■ SOURCE DOCUMENT
Similarly, the choice of lactolycopene dose was a pragmatic one based on the availability of the supplement from the supplier, and the use of similar lycopene dosages and durations in clinical trials of cardiovascular disease [36]. So, again, we are unable to comment whether different doses of the supplement to the ones used here may lead to the same results. However, it is noteworthy that the results we describe are similar to those previously reported in an open-label study showing improvements in sperm morphology and motility using 4 mg of daily lycopene supplementation for 3 months [18]. The daily dose of 14 mg lycopene was certainly able to significantly increase the plasma lycopene level in our study participants (see Table 3) compared to those randomized to placebo. However, whether this is the optimum level to maximize any effects on sperm quality measures remains to be established.

The underlying biological mechanism of action whereby lycopene exerts an effect on the sperm is currently unknown. The antioxidant properties of lycopene have been the primary focus of mechanistic investigation of the action of lycopene on idiopathic male infertility to date [17]. Oxidative stress is believed to play a role in the pathogenesis of idiopathic male infertility and although reactive oxygen species play an important role in normal sperm function, disequilibrium of reactive oxygen species and antioxidant defence appears to be detrimental [37]. While it is well known that sperm are very vulnerable to damage by free radicals [38], we cannot assume that the beneficial effects of lycopene we observed are because of its antioxidant properties as we did not make any relevant measurements of oxidative stress in biological fluids such as seminal plasma. However, an antioxidant role for lycopene is a plausible hypothesis.

■ WHAT IS NEEDED
Using the lycopene study discussion, answer:
(a) What daily lycopene dose, and for how long, did the earlier open-label study use?
(b) What daily dose of lycopene did participants in this study receive?
(c) What measurements did the authors not make, so that they cannot credit the effects to lycopene's antioxidant properties?

■ INFORMATION SHOWN
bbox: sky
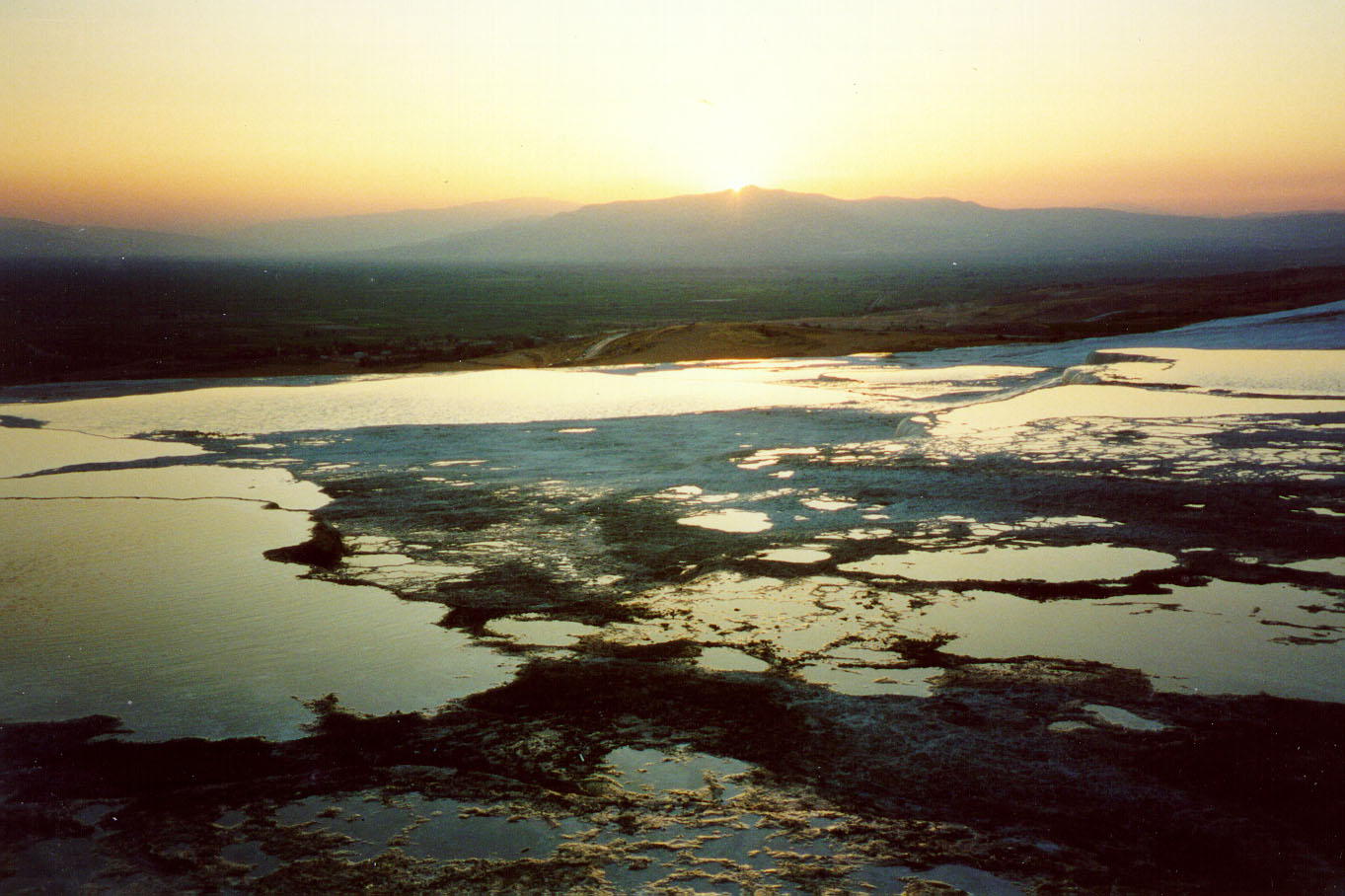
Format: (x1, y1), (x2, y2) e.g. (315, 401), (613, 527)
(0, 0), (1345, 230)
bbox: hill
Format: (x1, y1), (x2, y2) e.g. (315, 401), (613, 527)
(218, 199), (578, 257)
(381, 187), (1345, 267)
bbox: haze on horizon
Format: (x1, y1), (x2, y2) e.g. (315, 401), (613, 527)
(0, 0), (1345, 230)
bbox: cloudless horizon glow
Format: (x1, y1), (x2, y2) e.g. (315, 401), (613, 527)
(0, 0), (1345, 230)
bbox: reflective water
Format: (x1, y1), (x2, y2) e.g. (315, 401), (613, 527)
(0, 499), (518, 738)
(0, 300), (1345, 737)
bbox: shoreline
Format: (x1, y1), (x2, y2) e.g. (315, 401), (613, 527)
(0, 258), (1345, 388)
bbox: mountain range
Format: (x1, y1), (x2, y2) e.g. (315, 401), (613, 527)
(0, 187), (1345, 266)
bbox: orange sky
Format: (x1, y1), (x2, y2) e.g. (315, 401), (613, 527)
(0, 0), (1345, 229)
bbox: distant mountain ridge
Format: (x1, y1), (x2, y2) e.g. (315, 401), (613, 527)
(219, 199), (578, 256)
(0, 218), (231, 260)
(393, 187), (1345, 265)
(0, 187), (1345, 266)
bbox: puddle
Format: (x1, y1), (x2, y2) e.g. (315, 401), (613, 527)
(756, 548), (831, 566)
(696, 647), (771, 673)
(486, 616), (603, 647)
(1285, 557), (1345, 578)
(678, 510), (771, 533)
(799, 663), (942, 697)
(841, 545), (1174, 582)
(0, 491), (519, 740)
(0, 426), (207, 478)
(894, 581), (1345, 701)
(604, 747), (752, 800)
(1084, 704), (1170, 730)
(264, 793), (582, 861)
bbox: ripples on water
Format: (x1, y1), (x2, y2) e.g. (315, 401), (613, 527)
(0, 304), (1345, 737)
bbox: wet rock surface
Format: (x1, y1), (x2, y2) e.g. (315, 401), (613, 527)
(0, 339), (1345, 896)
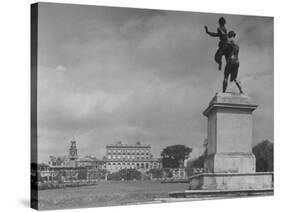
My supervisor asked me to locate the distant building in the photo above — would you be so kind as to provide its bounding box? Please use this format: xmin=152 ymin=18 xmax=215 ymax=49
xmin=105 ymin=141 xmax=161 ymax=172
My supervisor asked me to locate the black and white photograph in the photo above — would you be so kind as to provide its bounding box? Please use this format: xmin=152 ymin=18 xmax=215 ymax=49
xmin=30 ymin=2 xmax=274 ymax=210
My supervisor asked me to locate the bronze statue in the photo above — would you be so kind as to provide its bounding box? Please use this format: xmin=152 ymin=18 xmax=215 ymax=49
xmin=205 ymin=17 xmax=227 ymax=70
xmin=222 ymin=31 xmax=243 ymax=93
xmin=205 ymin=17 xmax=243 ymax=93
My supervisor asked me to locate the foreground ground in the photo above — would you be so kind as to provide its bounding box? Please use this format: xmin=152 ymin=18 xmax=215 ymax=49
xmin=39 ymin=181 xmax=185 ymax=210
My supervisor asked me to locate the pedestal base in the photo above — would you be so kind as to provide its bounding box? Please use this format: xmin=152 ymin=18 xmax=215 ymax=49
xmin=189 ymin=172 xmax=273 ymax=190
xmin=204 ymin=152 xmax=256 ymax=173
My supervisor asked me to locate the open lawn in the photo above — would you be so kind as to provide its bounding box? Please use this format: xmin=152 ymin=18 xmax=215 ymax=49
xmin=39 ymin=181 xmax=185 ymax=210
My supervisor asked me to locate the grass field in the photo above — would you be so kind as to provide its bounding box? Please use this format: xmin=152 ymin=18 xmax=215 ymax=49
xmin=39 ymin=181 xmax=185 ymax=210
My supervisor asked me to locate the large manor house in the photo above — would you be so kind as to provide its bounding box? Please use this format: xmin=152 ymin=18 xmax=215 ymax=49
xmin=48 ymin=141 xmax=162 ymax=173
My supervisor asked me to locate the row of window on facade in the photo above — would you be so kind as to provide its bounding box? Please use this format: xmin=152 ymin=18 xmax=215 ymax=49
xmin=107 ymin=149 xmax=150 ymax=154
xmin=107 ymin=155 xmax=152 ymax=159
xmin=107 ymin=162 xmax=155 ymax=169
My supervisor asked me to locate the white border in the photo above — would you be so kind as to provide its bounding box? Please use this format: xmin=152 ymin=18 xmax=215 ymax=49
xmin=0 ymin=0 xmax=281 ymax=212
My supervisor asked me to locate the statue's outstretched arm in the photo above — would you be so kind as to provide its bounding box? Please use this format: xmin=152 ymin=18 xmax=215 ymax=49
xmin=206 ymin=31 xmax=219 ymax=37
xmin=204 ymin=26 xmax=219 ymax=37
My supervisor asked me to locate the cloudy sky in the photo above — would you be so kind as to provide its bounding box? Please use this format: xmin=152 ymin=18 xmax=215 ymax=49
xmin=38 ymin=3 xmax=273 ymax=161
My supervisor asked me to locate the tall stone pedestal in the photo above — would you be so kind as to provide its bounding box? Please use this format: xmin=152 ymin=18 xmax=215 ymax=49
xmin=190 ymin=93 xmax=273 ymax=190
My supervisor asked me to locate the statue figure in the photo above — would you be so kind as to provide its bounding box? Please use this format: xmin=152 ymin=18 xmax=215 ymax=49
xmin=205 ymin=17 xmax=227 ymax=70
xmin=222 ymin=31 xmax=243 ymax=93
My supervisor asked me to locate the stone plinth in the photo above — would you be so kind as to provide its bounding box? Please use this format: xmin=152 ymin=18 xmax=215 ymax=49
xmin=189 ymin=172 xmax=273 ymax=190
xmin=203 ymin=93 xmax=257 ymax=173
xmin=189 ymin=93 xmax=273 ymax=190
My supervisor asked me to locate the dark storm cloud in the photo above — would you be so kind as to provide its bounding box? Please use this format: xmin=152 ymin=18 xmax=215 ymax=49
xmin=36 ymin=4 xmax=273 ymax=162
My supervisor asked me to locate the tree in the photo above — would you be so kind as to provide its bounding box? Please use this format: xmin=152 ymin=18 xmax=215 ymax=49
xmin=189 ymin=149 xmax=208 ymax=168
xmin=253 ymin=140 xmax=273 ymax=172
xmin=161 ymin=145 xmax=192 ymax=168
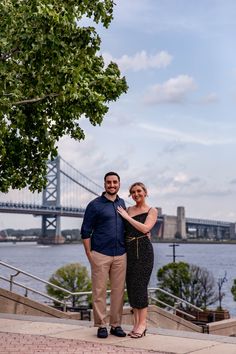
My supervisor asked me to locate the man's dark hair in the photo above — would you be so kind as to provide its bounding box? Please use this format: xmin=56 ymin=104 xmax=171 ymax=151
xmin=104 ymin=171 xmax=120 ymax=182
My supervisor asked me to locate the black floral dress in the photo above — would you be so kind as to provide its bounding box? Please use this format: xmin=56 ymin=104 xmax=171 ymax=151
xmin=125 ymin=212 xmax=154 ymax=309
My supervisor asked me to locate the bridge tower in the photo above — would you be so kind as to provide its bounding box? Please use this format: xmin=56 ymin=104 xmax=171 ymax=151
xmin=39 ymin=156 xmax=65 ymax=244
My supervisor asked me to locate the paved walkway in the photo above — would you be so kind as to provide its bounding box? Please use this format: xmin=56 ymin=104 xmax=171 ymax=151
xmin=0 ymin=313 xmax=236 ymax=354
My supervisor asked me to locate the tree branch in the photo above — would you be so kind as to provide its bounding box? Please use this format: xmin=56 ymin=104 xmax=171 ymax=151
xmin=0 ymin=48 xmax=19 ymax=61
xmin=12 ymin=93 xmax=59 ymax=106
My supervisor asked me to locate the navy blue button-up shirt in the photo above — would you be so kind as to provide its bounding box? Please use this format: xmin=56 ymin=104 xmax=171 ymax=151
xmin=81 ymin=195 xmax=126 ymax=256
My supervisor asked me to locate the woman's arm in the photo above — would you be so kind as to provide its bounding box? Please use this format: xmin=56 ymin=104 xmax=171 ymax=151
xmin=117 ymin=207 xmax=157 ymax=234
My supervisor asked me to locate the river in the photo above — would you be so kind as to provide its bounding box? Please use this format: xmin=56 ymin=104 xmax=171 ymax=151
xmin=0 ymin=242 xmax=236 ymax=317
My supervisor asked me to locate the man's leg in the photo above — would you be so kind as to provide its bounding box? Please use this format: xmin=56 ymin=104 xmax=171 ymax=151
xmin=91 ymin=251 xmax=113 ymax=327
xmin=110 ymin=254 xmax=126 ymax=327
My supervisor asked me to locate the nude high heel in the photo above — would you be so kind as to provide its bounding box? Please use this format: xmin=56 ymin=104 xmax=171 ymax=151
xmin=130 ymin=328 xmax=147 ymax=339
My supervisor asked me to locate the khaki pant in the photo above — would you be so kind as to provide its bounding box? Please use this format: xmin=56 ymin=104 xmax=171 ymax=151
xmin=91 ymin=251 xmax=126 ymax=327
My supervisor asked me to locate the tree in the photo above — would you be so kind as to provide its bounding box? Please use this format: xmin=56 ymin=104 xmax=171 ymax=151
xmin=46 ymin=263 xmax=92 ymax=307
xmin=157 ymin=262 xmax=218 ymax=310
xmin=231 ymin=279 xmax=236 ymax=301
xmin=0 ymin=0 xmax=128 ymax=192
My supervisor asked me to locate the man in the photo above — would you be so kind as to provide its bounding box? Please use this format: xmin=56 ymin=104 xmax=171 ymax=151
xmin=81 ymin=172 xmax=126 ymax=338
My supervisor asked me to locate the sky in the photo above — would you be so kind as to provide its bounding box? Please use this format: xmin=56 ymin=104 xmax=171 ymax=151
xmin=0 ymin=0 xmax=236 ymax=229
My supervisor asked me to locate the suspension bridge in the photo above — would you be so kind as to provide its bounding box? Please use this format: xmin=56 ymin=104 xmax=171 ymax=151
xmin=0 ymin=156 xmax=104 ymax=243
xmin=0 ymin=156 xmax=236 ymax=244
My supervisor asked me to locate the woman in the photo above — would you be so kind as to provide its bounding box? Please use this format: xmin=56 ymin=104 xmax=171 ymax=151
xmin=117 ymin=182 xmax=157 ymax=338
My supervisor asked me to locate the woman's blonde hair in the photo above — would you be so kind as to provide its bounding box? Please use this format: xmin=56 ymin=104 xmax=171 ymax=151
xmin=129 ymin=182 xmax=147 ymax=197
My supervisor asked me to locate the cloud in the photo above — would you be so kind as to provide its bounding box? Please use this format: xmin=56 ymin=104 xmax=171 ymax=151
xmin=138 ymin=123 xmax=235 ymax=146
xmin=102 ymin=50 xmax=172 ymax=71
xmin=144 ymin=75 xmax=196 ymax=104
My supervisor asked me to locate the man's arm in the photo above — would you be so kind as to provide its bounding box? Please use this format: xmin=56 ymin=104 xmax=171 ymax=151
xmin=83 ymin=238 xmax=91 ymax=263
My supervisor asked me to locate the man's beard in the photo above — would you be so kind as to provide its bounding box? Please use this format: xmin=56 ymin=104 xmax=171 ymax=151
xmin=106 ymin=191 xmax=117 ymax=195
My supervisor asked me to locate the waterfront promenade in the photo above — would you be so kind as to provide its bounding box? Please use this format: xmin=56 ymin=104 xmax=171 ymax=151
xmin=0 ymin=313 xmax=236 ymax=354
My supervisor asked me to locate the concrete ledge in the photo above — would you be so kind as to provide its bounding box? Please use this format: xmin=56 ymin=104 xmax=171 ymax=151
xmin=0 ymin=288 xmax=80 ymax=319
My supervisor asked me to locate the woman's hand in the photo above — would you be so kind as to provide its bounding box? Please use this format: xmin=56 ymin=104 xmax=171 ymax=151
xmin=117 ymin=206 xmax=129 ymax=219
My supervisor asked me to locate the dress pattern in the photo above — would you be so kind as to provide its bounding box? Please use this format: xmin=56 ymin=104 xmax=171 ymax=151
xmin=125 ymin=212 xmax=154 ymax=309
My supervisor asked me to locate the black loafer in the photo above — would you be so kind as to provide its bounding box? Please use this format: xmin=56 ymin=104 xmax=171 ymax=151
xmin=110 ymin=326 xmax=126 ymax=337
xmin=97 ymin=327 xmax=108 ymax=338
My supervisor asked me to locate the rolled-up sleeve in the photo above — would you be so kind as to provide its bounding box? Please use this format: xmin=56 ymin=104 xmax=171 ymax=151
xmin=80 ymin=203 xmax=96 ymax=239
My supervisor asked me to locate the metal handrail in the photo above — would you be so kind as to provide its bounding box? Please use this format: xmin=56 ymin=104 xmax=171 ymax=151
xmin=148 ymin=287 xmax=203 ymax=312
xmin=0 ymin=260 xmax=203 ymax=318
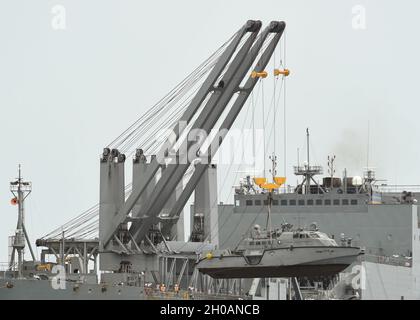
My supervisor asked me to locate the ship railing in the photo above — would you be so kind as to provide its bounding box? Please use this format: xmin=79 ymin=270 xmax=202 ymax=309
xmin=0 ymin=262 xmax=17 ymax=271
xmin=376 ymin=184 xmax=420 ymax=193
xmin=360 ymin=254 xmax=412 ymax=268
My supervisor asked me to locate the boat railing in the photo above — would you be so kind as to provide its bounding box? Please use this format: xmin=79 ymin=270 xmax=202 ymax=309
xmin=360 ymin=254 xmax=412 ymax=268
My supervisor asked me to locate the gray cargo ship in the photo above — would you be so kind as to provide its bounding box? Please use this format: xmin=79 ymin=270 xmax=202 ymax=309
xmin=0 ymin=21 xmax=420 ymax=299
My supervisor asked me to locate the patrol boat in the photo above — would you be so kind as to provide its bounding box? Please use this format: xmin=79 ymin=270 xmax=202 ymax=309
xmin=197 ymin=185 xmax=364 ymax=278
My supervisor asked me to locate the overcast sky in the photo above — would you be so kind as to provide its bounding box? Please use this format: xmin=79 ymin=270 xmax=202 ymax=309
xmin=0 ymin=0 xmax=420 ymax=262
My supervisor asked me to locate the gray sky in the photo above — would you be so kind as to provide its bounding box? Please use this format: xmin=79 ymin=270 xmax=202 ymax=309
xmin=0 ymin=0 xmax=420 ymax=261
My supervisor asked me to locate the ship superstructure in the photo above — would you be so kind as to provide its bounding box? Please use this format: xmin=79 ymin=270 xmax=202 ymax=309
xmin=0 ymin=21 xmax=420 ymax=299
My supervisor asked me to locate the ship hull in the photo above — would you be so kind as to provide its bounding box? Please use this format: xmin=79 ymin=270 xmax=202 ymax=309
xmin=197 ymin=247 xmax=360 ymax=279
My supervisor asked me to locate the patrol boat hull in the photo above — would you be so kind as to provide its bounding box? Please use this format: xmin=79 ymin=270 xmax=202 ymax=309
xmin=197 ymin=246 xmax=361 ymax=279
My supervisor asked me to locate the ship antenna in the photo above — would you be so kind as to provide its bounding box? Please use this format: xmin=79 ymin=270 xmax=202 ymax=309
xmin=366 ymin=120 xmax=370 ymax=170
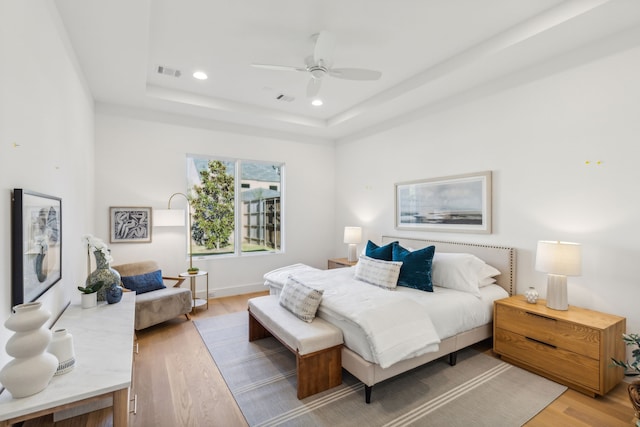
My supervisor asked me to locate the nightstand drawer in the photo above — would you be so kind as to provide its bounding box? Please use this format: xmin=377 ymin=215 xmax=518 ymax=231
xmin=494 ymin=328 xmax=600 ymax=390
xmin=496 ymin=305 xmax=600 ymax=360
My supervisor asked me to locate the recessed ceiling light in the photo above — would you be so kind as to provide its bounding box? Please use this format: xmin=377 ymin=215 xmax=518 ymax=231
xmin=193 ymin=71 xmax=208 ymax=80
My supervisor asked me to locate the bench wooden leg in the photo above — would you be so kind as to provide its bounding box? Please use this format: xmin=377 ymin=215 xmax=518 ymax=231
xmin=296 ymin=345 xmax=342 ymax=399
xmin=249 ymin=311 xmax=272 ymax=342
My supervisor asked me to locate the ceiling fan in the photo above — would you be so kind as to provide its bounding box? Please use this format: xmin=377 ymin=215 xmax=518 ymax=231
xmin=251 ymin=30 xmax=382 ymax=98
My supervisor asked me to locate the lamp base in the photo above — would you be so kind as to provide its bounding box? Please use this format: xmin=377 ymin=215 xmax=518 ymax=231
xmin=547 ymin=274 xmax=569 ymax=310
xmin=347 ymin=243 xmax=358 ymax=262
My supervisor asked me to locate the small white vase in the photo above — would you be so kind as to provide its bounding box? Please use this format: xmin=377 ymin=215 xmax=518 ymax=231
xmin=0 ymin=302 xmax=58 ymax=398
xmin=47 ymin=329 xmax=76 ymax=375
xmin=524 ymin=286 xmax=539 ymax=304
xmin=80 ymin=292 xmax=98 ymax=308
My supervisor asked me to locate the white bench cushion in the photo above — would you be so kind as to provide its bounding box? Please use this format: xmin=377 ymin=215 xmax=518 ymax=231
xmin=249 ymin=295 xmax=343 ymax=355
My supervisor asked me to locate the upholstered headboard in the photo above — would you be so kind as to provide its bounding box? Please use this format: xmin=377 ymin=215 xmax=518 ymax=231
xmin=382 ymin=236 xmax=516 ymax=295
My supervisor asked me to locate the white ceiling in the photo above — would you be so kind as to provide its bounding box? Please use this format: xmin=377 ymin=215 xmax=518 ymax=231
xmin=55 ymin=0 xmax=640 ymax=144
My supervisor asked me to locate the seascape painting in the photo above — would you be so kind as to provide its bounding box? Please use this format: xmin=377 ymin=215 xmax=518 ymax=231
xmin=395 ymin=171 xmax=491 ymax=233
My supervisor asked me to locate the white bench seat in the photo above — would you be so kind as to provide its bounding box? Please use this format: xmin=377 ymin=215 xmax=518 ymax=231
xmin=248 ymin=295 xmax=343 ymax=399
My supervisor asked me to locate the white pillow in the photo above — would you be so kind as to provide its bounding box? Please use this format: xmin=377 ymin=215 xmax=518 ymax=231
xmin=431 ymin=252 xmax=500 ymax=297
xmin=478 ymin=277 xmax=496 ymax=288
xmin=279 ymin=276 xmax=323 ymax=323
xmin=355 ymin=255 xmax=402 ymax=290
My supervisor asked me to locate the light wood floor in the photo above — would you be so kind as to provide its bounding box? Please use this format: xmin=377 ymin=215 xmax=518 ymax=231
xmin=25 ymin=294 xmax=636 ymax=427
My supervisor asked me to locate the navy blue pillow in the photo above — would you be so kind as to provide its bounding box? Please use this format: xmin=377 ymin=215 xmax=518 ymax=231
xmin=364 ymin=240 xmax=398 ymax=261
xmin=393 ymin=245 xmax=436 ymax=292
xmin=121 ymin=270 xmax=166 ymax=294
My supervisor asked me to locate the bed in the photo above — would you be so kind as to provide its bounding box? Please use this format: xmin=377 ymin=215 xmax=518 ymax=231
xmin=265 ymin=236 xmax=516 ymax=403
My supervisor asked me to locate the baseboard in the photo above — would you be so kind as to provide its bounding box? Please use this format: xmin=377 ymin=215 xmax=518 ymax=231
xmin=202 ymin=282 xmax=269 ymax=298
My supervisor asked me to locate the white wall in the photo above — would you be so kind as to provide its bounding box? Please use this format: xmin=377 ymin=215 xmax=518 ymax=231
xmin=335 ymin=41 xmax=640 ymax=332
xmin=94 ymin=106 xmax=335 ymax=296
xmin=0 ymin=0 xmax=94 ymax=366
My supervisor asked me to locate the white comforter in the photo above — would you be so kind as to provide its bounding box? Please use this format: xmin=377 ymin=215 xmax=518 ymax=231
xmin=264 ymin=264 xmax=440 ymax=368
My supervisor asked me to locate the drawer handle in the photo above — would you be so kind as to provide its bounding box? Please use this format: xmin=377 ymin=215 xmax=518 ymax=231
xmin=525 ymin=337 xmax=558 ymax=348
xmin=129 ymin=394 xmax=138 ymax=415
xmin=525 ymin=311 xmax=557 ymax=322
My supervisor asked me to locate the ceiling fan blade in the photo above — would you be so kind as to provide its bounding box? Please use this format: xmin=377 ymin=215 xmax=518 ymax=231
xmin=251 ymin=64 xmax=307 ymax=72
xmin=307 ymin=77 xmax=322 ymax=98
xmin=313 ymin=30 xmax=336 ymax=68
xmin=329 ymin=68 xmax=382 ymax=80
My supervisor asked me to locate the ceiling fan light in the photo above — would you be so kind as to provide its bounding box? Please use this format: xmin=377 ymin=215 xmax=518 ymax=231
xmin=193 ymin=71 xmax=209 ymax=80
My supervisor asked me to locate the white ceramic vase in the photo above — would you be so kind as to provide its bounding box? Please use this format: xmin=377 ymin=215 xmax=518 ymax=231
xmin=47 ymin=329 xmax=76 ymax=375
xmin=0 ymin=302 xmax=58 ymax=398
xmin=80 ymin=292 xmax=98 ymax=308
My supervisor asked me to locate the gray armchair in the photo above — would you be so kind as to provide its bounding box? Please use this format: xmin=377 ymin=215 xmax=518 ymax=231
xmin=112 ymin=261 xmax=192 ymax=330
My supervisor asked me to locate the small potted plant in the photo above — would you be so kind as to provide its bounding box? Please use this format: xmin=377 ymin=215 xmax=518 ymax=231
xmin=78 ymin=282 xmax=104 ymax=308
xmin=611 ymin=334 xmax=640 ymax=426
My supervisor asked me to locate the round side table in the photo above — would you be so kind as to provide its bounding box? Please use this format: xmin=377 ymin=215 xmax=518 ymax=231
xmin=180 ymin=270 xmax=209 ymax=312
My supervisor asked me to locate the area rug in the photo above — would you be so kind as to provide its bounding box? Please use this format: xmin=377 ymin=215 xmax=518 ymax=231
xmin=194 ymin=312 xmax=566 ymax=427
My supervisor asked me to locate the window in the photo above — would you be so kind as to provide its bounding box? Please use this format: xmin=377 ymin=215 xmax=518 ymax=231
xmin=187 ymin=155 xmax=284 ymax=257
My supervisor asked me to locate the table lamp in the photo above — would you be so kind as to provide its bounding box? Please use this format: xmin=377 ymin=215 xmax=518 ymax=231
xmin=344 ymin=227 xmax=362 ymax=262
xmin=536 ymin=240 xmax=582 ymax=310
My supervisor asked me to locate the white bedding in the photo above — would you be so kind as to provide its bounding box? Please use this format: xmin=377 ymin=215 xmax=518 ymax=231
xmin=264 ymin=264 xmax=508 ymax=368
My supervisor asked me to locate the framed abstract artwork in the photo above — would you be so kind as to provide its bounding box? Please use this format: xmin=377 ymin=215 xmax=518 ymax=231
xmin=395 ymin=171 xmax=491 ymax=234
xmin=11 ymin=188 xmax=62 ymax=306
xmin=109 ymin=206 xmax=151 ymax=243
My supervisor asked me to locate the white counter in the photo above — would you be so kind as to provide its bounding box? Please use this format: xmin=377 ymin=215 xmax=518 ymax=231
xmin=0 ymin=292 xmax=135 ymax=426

■ THE ANSWER
(a) 4 mg daily for 3 months.
(b) 14 mg daily.
(c) Measurements of oxidative stress in biological fluids such as seminal plasma.